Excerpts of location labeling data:
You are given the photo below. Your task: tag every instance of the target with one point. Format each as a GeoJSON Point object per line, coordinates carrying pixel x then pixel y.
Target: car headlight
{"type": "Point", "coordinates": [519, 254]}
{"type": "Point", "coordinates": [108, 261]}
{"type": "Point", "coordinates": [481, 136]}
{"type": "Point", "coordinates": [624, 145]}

**DIRECTION**
Rewrite every line of the records above, keeping the requests. In the answers, multiply each coordinate value by 2 and round the result to a whole number, with halves rounded up.

**RESULT BELOW**
You are given the photo below. Your task: tag every instance of the target with one point. Format each as a GeoJSON Point object per line, coordinates carrying pixel x then pixel y.
Target: car headlight
{"type": "Point", "coordinates": [1038, 508]}
{"type": "Point", "coordinates": [216, 522]}
{"type": "Point", "coordinates": [962, 272]}
{"type": "Point", "coordinates": [1248, 290]}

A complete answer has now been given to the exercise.